WHAT YOU HAVE TO DO:
Format the lines of the records below as a JSON list of strings, one string per line, beginning with the line that contains "the puffin's black" and ending with the line that contains "left=387, top=278, right=455, bottom=334", both included. Leave out blank lines and everything else.

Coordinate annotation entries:
※
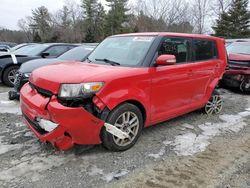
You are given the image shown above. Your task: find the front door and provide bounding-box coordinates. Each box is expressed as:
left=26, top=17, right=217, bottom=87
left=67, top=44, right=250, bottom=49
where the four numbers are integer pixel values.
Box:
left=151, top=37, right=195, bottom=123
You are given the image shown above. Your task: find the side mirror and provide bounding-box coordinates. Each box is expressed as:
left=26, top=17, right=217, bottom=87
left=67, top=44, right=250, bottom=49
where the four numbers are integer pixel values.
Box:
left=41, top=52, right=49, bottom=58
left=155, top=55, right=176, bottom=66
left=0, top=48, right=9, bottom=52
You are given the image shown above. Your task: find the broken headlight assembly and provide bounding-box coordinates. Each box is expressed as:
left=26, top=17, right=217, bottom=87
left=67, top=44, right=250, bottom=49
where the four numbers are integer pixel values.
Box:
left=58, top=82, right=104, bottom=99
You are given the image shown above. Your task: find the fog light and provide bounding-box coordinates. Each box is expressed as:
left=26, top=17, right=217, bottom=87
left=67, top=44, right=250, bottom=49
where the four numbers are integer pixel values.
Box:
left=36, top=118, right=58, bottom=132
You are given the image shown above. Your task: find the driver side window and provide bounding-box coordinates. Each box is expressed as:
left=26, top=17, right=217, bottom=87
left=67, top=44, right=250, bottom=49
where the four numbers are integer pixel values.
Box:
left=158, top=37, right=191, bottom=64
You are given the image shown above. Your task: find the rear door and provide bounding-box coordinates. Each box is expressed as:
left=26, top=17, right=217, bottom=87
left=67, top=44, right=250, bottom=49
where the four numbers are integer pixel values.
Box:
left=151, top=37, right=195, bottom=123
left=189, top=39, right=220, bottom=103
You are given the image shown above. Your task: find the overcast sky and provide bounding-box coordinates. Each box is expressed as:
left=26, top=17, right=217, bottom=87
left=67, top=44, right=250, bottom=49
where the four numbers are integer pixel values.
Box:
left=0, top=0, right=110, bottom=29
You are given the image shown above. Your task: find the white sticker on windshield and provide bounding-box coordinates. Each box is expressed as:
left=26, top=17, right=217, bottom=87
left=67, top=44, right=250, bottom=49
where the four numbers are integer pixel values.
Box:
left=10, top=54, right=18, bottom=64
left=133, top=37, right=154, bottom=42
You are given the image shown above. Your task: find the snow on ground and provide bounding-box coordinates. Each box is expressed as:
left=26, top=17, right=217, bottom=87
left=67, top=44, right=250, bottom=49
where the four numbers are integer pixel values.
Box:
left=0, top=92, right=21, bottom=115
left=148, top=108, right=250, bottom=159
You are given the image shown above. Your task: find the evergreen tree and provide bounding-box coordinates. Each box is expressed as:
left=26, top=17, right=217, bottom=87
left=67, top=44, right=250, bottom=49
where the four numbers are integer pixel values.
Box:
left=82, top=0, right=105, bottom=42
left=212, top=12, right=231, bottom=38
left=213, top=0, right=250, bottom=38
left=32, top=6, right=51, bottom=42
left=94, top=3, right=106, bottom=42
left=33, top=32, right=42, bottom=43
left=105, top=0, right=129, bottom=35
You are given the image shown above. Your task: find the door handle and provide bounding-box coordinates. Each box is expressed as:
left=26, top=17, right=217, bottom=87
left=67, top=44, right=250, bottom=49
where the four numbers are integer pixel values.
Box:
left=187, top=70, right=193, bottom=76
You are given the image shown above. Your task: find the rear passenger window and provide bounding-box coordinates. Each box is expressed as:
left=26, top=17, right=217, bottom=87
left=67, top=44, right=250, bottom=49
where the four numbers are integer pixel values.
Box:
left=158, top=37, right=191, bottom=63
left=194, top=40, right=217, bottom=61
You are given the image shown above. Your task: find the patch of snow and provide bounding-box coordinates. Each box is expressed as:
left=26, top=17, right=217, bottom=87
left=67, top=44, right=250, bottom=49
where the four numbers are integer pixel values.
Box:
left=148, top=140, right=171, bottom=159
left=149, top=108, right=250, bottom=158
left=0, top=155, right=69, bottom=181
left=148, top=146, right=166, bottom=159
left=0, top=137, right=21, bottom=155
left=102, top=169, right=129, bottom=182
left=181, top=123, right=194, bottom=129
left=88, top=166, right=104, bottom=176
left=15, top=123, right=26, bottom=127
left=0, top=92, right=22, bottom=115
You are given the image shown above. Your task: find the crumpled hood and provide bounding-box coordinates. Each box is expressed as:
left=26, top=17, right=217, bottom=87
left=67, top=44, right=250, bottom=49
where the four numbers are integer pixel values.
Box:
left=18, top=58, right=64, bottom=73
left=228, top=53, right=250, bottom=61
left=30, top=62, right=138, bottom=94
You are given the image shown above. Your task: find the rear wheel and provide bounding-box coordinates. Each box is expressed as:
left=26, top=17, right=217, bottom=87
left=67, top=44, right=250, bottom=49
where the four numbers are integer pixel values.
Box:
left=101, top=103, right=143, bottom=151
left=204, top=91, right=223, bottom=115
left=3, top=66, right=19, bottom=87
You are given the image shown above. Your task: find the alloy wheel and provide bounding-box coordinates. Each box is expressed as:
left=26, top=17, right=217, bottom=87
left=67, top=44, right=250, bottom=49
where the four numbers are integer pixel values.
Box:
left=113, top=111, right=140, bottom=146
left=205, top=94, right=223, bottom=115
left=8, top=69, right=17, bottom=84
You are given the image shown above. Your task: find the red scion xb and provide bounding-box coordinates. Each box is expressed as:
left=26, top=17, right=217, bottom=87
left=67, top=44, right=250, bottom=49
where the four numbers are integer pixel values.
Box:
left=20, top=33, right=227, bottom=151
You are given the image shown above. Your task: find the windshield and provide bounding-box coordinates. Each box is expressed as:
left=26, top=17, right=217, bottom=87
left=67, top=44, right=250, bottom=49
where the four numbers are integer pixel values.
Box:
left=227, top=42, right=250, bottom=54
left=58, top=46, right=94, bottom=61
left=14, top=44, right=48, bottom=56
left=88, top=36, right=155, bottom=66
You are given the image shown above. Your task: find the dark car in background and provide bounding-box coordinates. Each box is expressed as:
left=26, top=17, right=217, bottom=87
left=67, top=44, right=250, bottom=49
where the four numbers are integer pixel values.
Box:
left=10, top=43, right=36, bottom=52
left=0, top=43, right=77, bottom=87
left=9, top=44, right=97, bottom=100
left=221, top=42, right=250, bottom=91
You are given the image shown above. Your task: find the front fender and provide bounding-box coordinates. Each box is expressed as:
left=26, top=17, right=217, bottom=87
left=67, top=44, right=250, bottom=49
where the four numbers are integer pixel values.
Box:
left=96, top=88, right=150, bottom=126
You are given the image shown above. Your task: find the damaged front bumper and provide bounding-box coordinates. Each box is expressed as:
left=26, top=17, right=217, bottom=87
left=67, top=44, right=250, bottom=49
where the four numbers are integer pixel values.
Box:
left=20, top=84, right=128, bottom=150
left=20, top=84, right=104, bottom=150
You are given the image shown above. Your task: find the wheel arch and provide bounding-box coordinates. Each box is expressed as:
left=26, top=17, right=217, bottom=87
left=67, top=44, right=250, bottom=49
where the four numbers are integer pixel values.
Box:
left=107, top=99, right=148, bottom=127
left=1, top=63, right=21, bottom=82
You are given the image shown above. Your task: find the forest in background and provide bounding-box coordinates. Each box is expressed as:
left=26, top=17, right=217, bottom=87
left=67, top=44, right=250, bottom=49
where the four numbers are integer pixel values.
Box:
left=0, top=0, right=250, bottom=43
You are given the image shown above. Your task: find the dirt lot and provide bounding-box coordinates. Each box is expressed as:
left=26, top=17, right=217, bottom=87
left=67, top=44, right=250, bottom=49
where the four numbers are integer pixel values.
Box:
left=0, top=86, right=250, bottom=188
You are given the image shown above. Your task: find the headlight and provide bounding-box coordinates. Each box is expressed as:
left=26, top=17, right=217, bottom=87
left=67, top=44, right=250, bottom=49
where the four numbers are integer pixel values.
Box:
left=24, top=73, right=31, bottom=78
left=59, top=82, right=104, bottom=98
※
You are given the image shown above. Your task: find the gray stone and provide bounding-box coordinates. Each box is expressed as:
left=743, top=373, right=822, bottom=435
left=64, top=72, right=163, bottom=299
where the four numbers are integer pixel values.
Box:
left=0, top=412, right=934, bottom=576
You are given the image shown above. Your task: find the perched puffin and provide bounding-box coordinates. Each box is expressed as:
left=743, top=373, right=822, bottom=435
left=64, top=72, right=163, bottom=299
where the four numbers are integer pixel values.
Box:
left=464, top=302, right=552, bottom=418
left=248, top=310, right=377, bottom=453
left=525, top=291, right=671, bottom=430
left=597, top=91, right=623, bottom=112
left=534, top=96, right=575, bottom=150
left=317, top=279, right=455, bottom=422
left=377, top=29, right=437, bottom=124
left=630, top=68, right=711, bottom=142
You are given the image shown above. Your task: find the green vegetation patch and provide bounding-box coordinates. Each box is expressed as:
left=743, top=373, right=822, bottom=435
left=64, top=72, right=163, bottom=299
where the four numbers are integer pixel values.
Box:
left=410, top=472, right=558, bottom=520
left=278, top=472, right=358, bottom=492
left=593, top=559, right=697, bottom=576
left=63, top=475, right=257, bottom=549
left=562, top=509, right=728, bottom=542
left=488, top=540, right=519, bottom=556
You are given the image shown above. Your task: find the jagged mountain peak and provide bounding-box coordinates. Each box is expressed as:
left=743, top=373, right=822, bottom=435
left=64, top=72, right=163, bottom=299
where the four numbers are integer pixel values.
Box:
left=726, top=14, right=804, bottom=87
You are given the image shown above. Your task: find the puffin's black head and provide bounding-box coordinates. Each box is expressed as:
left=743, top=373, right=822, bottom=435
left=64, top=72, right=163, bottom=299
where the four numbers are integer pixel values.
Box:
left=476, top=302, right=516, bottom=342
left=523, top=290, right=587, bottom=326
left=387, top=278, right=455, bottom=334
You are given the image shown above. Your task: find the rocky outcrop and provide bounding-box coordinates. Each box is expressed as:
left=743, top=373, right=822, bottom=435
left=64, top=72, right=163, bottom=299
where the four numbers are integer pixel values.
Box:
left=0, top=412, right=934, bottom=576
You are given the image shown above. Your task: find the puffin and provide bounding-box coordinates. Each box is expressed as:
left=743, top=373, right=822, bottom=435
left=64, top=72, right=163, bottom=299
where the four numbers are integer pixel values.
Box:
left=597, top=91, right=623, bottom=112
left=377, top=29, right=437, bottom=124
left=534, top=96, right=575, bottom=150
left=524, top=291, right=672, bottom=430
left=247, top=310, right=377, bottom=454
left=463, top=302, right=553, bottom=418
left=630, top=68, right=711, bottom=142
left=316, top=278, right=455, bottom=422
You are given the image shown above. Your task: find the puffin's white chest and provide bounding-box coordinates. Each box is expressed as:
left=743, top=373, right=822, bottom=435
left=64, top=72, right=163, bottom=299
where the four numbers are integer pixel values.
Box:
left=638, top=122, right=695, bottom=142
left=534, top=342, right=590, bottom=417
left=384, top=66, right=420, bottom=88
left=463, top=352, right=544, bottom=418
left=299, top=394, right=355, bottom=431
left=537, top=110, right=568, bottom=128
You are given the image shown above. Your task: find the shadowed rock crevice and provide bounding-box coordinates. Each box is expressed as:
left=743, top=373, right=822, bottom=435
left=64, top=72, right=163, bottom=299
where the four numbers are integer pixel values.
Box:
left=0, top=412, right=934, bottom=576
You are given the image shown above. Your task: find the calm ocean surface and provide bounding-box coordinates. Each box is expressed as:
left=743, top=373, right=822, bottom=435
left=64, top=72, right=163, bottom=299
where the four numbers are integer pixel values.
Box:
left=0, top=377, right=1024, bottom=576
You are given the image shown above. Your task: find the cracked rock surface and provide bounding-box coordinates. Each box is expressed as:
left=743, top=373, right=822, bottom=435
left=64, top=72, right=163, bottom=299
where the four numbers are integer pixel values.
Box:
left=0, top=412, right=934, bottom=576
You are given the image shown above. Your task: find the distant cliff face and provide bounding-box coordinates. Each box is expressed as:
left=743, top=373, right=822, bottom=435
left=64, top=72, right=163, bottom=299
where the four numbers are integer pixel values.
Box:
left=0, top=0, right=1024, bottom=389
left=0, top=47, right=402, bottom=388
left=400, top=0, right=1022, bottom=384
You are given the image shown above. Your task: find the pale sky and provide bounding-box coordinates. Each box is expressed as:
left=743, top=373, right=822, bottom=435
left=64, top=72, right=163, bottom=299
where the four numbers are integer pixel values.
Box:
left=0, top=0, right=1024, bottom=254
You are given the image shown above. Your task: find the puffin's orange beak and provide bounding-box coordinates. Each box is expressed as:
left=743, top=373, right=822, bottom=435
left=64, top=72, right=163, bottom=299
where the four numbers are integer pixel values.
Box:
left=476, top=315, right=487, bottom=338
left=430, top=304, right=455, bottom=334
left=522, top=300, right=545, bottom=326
※
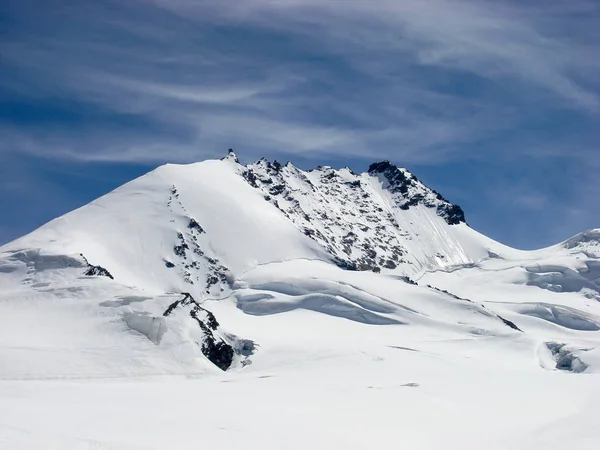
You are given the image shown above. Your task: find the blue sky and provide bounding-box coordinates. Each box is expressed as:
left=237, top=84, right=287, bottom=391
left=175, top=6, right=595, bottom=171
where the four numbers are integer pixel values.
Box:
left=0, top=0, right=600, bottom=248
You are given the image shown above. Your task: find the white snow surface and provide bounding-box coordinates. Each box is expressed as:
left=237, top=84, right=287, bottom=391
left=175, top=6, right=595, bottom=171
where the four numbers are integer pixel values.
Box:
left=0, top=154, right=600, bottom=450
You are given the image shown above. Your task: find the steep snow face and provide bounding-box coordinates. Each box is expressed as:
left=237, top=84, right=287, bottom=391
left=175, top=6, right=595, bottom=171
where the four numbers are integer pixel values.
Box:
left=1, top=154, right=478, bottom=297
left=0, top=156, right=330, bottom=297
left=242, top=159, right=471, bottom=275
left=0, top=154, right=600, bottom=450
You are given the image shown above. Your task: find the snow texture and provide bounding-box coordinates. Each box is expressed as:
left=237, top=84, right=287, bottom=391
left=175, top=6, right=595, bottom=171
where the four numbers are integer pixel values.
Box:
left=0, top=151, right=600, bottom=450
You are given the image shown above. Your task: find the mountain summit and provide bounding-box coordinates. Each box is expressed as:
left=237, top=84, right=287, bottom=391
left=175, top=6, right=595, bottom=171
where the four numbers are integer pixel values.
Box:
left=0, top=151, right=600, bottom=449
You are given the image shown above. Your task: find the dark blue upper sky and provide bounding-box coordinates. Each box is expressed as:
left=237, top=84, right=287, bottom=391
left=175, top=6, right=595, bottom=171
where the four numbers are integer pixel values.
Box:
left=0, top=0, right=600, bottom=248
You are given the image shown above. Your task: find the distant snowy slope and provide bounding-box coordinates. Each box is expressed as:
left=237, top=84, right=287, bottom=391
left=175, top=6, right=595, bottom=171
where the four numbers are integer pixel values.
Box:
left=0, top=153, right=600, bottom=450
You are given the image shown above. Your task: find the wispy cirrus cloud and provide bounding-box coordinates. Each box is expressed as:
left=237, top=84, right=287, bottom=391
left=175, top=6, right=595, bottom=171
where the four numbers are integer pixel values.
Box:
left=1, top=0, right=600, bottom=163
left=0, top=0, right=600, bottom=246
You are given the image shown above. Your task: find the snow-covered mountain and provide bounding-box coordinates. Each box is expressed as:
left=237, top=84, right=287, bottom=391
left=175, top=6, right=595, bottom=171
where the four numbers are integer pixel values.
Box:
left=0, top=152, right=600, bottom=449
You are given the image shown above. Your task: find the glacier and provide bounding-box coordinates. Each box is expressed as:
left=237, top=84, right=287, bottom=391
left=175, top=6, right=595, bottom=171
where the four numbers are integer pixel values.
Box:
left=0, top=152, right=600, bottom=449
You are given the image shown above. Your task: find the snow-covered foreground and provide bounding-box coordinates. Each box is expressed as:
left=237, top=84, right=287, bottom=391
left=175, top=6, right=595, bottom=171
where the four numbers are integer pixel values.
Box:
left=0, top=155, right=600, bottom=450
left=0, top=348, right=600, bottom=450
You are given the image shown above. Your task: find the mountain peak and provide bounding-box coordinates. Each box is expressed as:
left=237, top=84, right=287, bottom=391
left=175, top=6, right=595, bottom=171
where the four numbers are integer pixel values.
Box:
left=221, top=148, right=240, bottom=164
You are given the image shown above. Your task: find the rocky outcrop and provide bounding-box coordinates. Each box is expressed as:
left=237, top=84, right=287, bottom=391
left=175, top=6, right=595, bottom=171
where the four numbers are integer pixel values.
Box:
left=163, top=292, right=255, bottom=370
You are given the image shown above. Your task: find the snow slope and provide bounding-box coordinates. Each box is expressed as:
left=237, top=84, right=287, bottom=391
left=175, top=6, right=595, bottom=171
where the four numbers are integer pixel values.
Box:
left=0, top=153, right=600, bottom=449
※
EXERCISE SOLUTION:
[
  "You are given the image shown above. Your task: find the puffin's black head and provide bounding-box coordinates. Each box is expressed as:",
  "left=743, top=373, right=822, bottom=435",
  "left=64, top=72, right=163, bottom=299",
  "where the four numbers are integer pixel values.",
  "Box:",
  "left=476, top=302, right=516, bottom=342",
  "left=523, top=290, right=587, bottom=326",
  "left=387, top=278, right=455, bottom=334"
]